Copy the material from its first line through the line with "x=493, y=460", replacing each "Target" with "Object" and changing nothing else.

Begin EXERCISE MATERIALS

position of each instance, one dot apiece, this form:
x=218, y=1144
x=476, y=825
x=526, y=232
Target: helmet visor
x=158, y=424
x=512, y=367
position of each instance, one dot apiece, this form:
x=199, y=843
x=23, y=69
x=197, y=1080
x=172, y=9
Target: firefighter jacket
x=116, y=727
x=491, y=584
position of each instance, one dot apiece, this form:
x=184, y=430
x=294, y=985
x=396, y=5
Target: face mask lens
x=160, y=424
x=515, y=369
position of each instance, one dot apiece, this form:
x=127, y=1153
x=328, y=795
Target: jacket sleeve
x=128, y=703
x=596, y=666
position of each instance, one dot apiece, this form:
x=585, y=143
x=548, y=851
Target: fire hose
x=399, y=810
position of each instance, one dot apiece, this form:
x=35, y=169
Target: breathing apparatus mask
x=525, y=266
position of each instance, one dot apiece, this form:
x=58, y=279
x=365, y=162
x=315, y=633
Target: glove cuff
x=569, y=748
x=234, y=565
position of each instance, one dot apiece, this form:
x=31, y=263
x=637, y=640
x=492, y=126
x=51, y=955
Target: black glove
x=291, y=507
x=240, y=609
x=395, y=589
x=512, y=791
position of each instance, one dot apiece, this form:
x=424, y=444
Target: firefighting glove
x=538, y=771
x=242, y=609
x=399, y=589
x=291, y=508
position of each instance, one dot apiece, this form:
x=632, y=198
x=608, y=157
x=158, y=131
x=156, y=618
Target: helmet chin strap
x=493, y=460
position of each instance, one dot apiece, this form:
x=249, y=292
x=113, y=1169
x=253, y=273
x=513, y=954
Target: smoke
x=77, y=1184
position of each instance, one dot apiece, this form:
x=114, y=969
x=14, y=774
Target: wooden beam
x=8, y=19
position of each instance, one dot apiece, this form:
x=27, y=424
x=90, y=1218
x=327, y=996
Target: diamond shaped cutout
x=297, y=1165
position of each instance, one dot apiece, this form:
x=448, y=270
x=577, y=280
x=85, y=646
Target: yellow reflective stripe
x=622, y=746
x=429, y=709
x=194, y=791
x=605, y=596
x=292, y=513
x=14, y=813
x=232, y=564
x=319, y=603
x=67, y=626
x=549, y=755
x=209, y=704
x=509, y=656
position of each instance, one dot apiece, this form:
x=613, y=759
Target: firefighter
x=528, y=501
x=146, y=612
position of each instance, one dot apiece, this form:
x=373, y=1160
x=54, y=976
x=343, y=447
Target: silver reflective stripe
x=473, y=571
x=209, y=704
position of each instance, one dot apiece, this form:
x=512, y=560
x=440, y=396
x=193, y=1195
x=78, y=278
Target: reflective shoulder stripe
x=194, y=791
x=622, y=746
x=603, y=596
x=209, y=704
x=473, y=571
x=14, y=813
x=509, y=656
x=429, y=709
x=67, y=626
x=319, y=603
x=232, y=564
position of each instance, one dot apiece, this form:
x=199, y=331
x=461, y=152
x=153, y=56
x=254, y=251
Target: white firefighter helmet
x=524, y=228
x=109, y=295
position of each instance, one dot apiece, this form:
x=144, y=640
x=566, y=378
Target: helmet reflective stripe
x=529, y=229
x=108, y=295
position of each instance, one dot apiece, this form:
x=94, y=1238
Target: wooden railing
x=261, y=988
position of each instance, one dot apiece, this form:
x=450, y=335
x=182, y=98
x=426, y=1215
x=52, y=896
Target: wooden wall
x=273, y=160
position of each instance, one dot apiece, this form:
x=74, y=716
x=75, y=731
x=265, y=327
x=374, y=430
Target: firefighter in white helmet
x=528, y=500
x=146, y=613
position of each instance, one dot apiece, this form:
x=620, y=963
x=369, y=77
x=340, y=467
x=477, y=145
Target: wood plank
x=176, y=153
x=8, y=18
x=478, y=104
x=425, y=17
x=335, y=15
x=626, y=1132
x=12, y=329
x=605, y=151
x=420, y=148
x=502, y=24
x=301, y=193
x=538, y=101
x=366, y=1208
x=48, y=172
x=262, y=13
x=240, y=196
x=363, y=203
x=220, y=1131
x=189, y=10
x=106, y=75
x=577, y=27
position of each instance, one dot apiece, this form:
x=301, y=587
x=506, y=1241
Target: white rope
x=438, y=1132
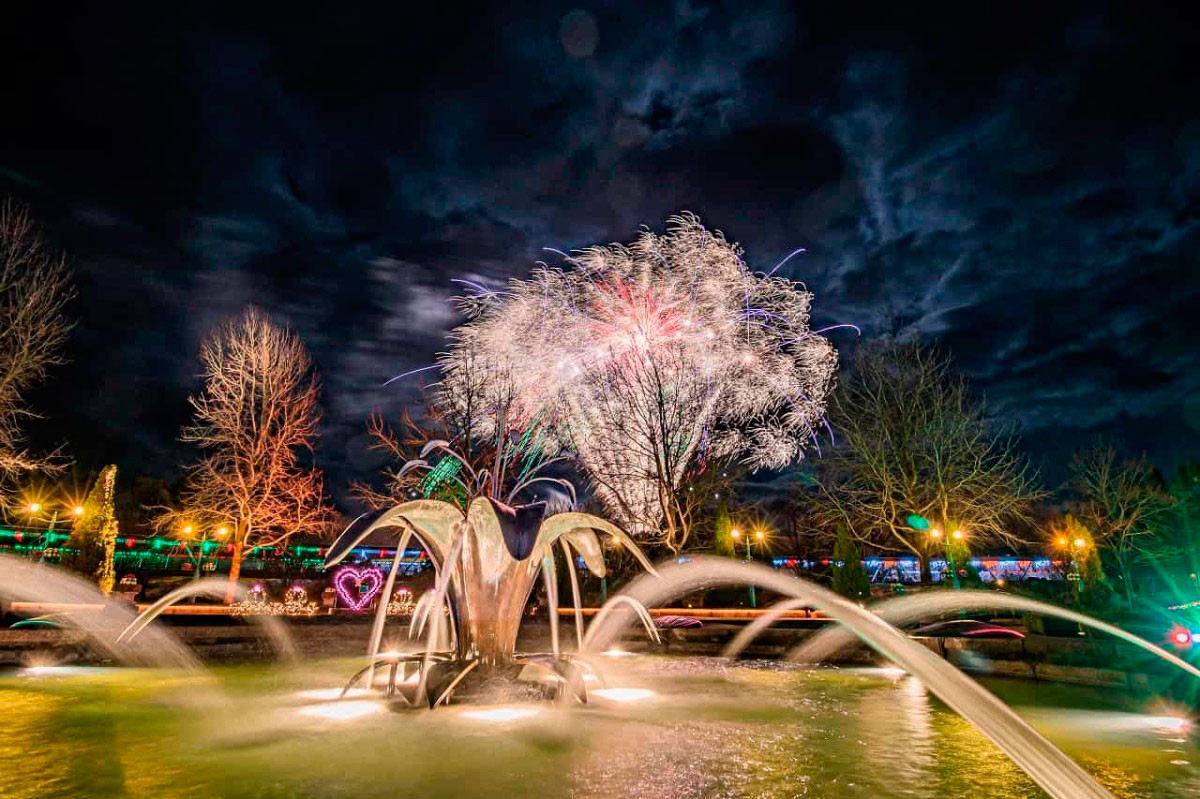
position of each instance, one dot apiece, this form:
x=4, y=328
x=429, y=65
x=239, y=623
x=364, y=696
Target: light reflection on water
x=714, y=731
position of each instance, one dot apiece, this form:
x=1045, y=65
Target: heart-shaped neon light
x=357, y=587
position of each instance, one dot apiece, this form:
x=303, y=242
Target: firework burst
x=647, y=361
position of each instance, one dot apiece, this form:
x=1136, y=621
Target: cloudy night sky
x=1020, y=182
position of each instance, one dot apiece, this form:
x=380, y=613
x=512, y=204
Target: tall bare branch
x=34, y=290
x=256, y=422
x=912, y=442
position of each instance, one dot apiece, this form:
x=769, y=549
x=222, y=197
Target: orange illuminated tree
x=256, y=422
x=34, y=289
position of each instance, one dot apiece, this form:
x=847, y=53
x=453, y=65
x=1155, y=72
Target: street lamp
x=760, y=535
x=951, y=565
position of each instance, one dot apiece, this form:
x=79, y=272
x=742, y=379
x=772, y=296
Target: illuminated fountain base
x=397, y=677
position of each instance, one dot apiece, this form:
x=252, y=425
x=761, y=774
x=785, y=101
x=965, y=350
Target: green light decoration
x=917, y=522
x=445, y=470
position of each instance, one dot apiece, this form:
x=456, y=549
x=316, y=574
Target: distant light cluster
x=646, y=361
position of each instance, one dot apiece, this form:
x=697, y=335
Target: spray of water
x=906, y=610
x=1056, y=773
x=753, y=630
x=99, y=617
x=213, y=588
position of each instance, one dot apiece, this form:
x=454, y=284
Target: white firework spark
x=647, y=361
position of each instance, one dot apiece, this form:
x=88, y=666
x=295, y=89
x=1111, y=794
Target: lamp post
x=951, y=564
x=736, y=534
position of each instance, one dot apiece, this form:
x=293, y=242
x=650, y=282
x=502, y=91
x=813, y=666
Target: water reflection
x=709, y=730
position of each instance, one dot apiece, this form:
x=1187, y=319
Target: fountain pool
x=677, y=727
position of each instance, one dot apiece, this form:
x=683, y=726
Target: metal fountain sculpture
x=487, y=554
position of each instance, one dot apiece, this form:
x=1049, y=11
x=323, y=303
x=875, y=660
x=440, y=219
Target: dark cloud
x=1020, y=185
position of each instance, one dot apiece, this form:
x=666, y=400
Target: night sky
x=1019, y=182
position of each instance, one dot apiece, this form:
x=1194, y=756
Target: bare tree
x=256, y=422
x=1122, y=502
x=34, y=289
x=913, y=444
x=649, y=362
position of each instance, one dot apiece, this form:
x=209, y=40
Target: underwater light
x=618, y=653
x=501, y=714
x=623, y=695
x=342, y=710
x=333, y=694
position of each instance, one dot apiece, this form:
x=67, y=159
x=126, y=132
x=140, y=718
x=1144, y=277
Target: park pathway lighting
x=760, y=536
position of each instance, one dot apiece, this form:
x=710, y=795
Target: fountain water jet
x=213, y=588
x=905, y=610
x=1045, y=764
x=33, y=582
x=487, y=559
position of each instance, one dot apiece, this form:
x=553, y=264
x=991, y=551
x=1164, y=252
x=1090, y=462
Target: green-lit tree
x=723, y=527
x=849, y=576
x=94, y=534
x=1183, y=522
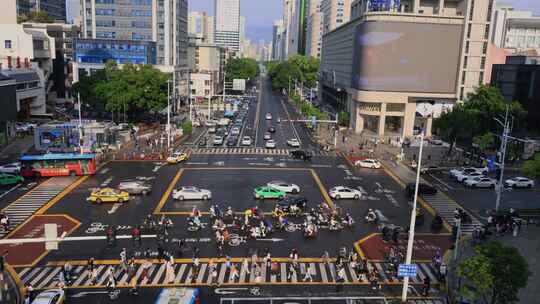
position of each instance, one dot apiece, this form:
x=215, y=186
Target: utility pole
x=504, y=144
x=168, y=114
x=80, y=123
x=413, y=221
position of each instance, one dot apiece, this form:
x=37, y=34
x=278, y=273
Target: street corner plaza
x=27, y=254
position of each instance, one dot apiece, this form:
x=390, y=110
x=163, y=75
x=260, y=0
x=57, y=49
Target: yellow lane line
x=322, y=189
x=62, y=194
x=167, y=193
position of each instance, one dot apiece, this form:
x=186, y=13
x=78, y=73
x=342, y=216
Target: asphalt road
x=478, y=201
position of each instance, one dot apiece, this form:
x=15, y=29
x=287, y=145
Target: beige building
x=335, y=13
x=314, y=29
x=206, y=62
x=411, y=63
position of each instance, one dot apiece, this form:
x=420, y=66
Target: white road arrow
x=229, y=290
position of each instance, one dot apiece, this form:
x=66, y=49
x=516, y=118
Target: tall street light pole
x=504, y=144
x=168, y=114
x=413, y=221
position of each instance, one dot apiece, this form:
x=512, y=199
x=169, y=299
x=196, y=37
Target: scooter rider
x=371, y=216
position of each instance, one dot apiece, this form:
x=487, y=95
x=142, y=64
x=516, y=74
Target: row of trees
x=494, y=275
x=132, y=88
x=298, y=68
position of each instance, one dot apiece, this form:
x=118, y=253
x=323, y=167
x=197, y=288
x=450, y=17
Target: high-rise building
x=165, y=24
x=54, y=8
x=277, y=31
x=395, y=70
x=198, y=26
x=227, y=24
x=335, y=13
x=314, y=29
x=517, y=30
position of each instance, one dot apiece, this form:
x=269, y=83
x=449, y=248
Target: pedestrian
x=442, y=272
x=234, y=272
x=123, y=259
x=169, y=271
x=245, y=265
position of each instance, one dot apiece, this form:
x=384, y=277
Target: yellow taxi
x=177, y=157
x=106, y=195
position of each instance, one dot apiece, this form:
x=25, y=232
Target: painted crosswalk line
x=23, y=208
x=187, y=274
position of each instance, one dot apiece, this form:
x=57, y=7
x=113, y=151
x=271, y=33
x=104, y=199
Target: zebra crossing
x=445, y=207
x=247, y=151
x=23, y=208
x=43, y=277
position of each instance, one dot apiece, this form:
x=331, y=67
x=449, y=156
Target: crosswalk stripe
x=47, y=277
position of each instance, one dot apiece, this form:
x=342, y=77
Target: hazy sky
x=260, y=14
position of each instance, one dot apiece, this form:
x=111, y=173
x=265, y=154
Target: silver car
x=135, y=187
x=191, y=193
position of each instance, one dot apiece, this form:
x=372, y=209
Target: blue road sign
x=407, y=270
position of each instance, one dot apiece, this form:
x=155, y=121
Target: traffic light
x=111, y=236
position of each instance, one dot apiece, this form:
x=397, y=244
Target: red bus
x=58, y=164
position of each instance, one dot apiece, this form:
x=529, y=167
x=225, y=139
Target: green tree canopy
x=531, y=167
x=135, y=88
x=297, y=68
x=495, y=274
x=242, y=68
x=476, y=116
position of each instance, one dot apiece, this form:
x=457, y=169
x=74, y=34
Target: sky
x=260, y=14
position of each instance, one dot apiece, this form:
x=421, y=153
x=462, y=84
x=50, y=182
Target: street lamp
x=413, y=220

End EXERCISE MATERIALS

**FULL SOLUTION**
position of each instance, one dot apiece, this form:
x=218, y=1144
x=476, y=825
x=526, y=232
Object: helmet visor
x=158, y=424
x=512, y=367
position of each instance, one dot apiece, this form:
x=199, y=843
x=23, y=69
x=197, y=1080
x=172, y=9
Object: firefighter jacket
x=116, y=727
x=491, y=584
position of each instance, one dot apiece, this form:
x=184, y=430
x=294, y=985
x=396, y=5
Object: face mask lens
x=160, y=424
x=515, y=369
position of each instance, one dot apiece, this form:
x=127, y=1153
x=328, y=795
Object: jacket sleeve
x=128, y=703
x=596, y=666
position of each instance, one dot apiece, this form:
x=585, y=143
x=548, y=851
Object: fire hose
x=399, y=810
position of each instance, one dot apiece, this form:
x=35, y=169
Object: breathing apparatus mask
x=525, y=266
position of each instance, one dot apiece, this form:
x=58, y=279
x=365, y=162
x=315, y=633
Object: glove cuff
x=569, y=748
x=234, y=565
position of each instance, one dot apiece, this form:
x=31, y=263
x=637, y=640
x=492, y=126
x=51, y=955
Object: black glove
x=291, y=507
x=240, y=609
x=395, y=589
x=512, y=791
position of each instance, one dot apiece, this form:
x=424, y=444
Object: firefighting glove
x=538, y=771
x=242, y=609
x=399, y=589
x=291, y=508
position of each instance, one dot apiece, this form:
x=632, y=198
x=608, y=157
x=158, y=131
x=156, y=618
Object: helmet chin strap
x=493, y=460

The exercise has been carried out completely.